Could you extract every entry below and reproduce it exactly?

--- Start of Data excerpts ---

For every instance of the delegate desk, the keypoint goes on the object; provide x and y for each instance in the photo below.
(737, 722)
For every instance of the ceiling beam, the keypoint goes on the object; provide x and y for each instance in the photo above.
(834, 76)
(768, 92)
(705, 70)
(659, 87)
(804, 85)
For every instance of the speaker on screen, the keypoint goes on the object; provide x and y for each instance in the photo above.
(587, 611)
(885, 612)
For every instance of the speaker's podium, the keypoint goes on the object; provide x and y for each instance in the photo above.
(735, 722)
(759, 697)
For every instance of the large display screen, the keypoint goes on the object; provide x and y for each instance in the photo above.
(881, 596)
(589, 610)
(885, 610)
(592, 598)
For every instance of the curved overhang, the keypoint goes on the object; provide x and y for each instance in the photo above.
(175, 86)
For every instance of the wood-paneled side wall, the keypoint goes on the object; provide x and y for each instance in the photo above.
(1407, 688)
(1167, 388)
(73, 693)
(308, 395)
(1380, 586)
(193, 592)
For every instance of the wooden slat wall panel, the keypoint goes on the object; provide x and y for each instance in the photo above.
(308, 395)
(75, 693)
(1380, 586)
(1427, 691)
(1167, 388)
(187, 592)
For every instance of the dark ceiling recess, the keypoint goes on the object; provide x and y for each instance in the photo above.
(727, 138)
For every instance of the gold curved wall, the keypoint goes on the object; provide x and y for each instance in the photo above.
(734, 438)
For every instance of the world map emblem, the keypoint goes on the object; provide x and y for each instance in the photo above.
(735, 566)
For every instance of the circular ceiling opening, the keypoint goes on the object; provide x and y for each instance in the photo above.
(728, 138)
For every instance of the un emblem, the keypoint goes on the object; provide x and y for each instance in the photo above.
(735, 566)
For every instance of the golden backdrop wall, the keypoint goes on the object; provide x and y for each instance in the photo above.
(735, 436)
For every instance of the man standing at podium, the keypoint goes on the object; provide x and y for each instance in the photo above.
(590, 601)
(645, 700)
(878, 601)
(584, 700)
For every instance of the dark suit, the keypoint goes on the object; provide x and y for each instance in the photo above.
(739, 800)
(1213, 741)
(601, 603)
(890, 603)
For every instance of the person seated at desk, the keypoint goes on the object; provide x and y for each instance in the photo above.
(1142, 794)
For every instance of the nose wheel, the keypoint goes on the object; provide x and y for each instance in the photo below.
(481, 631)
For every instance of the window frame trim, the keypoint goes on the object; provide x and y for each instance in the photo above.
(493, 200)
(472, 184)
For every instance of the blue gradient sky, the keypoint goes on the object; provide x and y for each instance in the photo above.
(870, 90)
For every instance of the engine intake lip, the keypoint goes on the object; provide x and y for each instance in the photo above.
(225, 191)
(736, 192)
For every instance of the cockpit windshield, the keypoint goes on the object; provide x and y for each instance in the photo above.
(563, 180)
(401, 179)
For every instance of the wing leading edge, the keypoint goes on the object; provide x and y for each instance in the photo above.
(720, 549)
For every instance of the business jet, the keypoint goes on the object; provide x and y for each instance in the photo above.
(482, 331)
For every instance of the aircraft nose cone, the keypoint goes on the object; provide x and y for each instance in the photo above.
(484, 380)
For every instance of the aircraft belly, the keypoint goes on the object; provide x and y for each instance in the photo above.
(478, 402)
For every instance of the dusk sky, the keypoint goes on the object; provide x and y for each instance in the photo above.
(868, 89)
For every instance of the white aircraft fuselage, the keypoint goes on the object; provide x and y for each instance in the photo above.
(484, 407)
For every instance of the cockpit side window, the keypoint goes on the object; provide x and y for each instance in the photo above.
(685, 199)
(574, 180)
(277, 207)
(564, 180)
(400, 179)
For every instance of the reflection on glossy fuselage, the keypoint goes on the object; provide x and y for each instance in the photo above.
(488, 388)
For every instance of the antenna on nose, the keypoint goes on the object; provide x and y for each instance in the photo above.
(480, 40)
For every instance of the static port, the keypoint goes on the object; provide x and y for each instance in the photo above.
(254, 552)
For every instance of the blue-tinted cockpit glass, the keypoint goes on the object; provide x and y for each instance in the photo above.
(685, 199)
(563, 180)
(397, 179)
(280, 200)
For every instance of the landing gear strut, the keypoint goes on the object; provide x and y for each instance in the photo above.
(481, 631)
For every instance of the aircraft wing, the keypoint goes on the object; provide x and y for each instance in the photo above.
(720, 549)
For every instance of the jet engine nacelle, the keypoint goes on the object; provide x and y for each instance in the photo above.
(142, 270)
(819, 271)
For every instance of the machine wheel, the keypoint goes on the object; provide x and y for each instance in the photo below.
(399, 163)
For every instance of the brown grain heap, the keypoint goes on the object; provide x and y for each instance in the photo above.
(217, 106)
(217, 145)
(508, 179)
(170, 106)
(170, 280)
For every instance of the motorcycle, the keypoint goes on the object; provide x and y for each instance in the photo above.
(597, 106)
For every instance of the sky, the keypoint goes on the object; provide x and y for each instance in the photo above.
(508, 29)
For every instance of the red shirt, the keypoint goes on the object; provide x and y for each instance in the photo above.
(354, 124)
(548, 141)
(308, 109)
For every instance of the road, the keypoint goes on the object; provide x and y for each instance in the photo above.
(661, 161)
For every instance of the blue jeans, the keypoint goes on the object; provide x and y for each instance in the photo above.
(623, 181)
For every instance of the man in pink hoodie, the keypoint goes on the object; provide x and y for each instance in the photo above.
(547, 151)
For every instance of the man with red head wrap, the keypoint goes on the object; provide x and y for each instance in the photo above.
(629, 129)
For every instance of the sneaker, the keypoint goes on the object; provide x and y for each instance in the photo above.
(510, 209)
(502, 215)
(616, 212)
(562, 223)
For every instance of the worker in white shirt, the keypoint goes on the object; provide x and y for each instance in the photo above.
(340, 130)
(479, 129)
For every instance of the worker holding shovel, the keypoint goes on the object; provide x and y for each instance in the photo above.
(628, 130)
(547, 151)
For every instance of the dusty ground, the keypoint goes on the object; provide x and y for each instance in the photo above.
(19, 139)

--- End of Data excerpts ---

### [Task result]
For every instance of the delegate desk, the keypoint goes on the object; provide x and y for each instance in the photo below.
(737, 722)
For every instance of the ceiling beam, the keypoint goes on the object; provide x and y for each instance in the photo above.
(834, 76)
(768, 92)
(705, 70)
(659, 87)
(804, 85)
For every instance of the speaker on screen, the keypoint goes on the object; provide x and y for each instance in the photo above.
(587, 611)
(885, 612)
For every instance of the speaker's podium, the keypoint goes on the object; provide x and y for each instance in the photo above.
(735, 722)
(759, 697)
For every instance of the large display screen, the keypoint goes on the object; provide x and y for each instance in the photo above.
(881, 596)
(589, 610)
(885, 610)
(592, 598)
For every instance of the curved overhang, the keypoint goes on the object; provide x and y for each instance in the photo above.
(175, 86)
For every instance of the wood-paneled side wall, the keypoint goes on the object; provide x and y for each instance in the photo above.
(1407, 688)
(1167, 388)
(73, 693)
(308, 395)
(1380, 586)
(193, 592)
For every instance of the wooden slat wall panel, the keypoint goes on the object; provide x and y for each instance in the photo above.
(308, 395)
(75, 693)
(1380, 586)
(1427, 691)
(1167, 388)
(187, 592)
For every instance of the dark ceiling recess, the keypoint goes on the object; provide x and y for each instance in the photo above.
(727, 138)
For every instance of the gold curved wall, the keypoint goes on the object; provide x and y for each instance in the photo above.
(734, 438)
For every instance of the world map emblem, the keypoint goes on the object; provide x and y for each instance in the photo above.
(735, 566)
For every instance of the circular ceiling opening, the keypoint goes on the object; provide x and y for each instance in the photo above.
(728, 138)
For every instance of the un emblem, the keypoint goes on the object; provide x and y for each instance in the photo above.
(735, 566)
For every instance of the golden backdrop wall, the keypoint goes on the object; provide x and y for each instance in the photo above.
(735, 436)
For every instance of the man standing at podium, the keypoint goes on the object; provide x and y for each instance in the photo above.
(590, 601)
(645, 700)
(878, 601)
(584, 700)
For every instance of the dark suit, the keypoint goes on the object; provide x and y for each instance in the photo above.
(739, 800)
(1213, 741)
(601, 603)
(890, 603)
For every instance of the person seated at desk, the keypoint goes on the object; provide x and y for each instance in the photo above.
(1142, 794)
For every instance of the nose wheel, the keypoint goes on the object; provide x and y for each instance in the photo below.
(481, 631)
For every instance of the window frame trim, the keypoint goes on the object; provide x and y for each instance in the photo above.
(493, 200)
(472, 184)
For every instance of the blue gradient sky, the keypoint goes on the object; provide x and y for each instance in the photo above.
(870, 90)
For every instance of the engine intake lip, the keypoint goes on the object; provide x and y for each instance in the photo above.
(225, 191)
(736, 192)
For every instance of the cockpit windshield, the keypoint goes on the object; provide x and y for each instance in the photo above.
(563, 180)
(401, 179)
For every instance of the wing leading edge, the keypoint goes on the object; provide x and y for each instance in the photo above.
(720, 549)
For every instance of the business jet, the keypoint goes on the object; provide x and y for each instance in the photo above.
(482, 331)
For every instance of the aircraft nose cone, the keypoint goes on the object; provide x and y for each instance in the photo above.
(484, 380)
For every instance of the aircraft belly, the keypoint goes on the object; provide x and y for each instance in the photo above.
(478, 402)
For every instance of the dusk sky, the keypoint goes on the object; provide x and y for each instance in the photo above.
(868, 89)
For every instance of the white aircraft fuselage, the keypoint goes on the object; provide x and y for each instance in the photo above.
(484, 407)
For every instance of the cockpit side window, the keypoint goes on the object; provide x and y for each instance in the photo above.
(685, 199)
(574, 180)
(277, 207)
(564, 180)
(400, 179)
For every instance of the reflection on glossy fuselage, the keypoint goes on the object; provide x and y for each instance in the photo above.
(488, 388)
For every instance of the antenna on nose, the keypoint goes on the object; provide x and y for each instance in the photo above.
(480, 40)
For every instance of the static port, the keypoint goes on the object; provide x and y for each instance in the photo above.
(254, 552)
For every instance of the blue-tinted cockpit glass, the keypoint goes on the object; provide x and y for each instance in the photo above.
(685, 199)
(563, 180)
(397, 179)
(280, 200)
For every instance of the landing gear strut, the keypoint goes on the object; provide x and y for each instance in the photo above.
(481, 631)
For every instance of the aircraft wing, the keypoint goes on the object; provide x and y for each instance in the photo above.
(720, 549)
For every instance of the jet engine nacelle, the keypoint goes on the object; provide x and y for each instance in the photo above.
(142, 270)
(819, 271)
For every instance of the machine wheel, the keypoint goes on the object; provide x and y for each instance in the photo below.
(399, 163)
For every instance of the brown grain heap, the keypoint goes on the object; provide x and y for each instance in the photo above.
(217, 106)
(217, 145)
(508, 179)
(170, 106)
(170, 280)
For every instance of the motorcycle, the keypoint goes on the object; provide x and y for each instance in the photo above.
(597, 106)
For every instance of the sky, the keypoint goes on the object; provide x and y for each instance in the photo above.
(508, 29)
For every instance of the red shirt, the keypoint goes on the object; provide x and y for each instance in the photo above.
(354, 124)
(548, 141)
(308, 109)
For every instance of the road, the keypoint goes on the object; provide x and y for each instance in the photo above.
(661, 161)
For every instance of the blue jeans, the keypoint goes on the object; provide x and y for each instance in the photo above.
(623, 181)
For every instance of the man in pink hoodie, the keypoint goes on the object; provide x and y for each instance in the photo above.
(547, 151)
For every instance of the man with red head wrap, the keypoint goes on the object; provide x and y for each instance in the photo above.
(629, 129)
For every instance of the sneaker, the keypoint goes on the object; provide x and y for each instance in the photo above.
(510, 209)
(502, 215)
(616, 212)
(562, 223)
For every instance of the worker in white shirt, the keypoint goes on the object; provide x and y for each instance in the photo above.
(340, 130)
(479, 129)
For every instance of the worker holding shovel, the keypoint goes on the object; provide x and y for each instance in the photo above.
(628, 130)
(547, 151)
For every instance of the dusty ground, the keypoint goes on the object; provide x and y for each instance in the photo above.
(19, 139)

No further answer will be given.